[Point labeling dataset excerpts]
= = =
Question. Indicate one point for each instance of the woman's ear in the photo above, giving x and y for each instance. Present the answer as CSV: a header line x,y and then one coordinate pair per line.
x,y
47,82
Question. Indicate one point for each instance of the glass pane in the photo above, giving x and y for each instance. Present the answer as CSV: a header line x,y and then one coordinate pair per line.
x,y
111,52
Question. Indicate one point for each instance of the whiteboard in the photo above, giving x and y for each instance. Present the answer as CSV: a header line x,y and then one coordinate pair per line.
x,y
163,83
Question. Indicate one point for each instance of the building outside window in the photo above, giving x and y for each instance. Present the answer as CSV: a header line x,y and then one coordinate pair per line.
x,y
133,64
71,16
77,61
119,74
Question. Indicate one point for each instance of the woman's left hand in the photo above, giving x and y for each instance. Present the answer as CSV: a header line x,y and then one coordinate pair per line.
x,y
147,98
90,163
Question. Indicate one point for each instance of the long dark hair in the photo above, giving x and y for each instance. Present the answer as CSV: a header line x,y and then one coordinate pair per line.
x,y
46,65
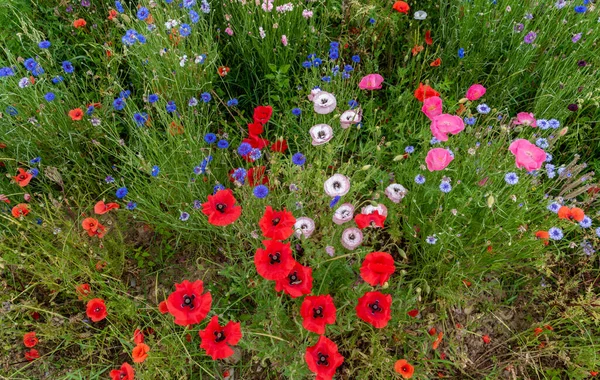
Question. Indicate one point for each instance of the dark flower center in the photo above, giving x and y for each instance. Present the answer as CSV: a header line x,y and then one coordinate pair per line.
= = =
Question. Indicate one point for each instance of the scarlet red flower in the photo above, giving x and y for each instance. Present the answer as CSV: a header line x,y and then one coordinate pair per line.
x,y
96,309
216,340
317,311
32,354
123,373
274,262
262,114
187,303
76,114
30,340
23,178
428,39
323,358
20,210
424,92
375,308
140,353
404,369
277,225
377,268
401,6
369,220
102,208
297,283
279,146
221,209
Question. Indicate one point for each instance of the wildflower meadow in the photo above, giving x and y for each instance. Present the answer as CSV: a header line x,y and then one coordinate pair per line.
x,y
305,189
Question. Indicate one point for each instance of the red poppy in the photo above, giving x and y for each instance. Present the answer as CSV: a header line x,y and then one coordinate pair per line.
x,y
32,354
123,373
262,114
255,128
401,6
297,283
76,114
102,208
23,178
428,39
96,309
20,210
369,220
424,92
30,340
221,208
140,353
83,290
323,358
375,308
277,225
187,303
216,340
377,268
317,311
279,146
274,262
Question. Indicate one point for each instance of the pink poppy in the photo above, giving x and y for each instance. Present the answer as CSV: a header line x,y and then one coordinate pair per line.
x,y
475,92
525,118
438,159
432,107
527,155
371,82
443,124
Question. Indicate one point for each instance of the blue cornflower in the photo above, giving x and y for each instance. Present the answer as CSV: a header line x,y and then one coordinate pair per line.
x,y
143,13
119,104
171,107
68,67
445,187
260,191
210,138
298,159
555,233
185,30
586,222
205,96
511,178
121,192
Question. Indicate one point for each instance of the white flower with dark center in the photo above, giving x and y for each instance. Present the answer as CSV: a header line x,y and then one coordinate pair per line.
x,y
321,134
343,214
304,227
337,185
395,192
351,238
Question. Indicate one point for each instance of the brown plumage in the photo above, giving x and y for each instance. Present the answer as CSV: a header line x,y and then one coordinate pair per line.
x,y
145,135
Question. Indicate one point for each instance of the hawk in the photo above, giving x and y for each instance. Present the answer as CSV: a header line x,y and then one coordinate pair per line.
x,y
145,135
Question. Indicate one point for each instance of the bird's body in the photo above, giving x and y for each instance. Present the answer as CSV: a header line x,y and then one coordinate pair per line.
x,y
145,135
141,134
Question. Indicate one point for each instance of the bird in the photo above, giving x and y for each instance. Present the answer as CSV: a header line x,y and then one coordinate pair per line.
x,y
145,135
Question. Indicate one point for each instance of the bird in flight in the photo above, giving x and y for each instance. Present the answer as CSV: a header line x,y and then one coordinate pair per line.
= = =
Exercise brief: List every line in the rows that contains the string "brown", copying each line in full.

Task response:
Question. Indicate one point for each instance of the brown plumage in the photo above, giving x and y for each instance. Present the answer as CSV: a header line x,y and then one coordinate pair per line.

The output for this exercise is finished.